■ EXCERPT PROVIDED ■
[Start]

# Batch Normalization

## Build from Scratch

In [2]:
import torch
from torch import nn, optim
import torch.nn.functional as F
import renyan_utils as ry

In [11]:
def batch_norm(is_training, X, gamma, beta, moving_mean, moving_var, eps, momentum):
    if not is_training:
        X_hat = (X - moving_mean) / (torch.sqrt(moving_var + eps))
    else:
        assert len(X.shape) in (2, 4)
        # for fully connected layer
        if len(X.shape) == 2:
            mean = X.mean(dim = 0) # mean of each column
            var = ((X - mean) ** 2).mean(dim = 0)

[End]

■ GIVEN INFORMATION ■
[Start]

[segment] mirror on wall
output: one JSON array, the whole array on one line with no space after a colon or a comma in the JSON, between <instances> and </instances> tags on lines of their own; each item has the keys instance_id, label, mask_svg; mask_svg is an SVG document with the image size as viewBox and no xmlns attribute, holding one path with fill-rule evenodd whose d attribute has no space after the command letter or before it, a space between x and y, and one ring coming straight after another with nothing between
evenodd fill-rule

[End]

■ WRITTEN TASKS ■
**A)** In the batch normalization code, what does the function compute with X.mean(dim = 0) when X has two dimensions, and which case is this branch for?
**B)** Transcribe the part of the batch normalization code that begins at the words "## Build from" and stops after "(torch.sqrt(moving_var + eps))".

■ SOLVED PROBLEMS ■
**A)** When X has two dimensions, the function handles the fully connected layer case. There X.mean(dim = 0) computes the mean of each column, and the variance is then taken as the column-wise mean of the squared deviations from that mean.

**B)**
## Build from Scratch

In [2]:
import torch
from torch import nn, optim
import torch.nn.functional as F
import renyan_utils as ry

In [11]:
def batch_norm(is_training, X, gamma, beta, moving_mean, moving_var, eps, momentum):
    if not is_training:
        X_hat = (X - moving_mean) / (torch.sqrt(moving_var + eps))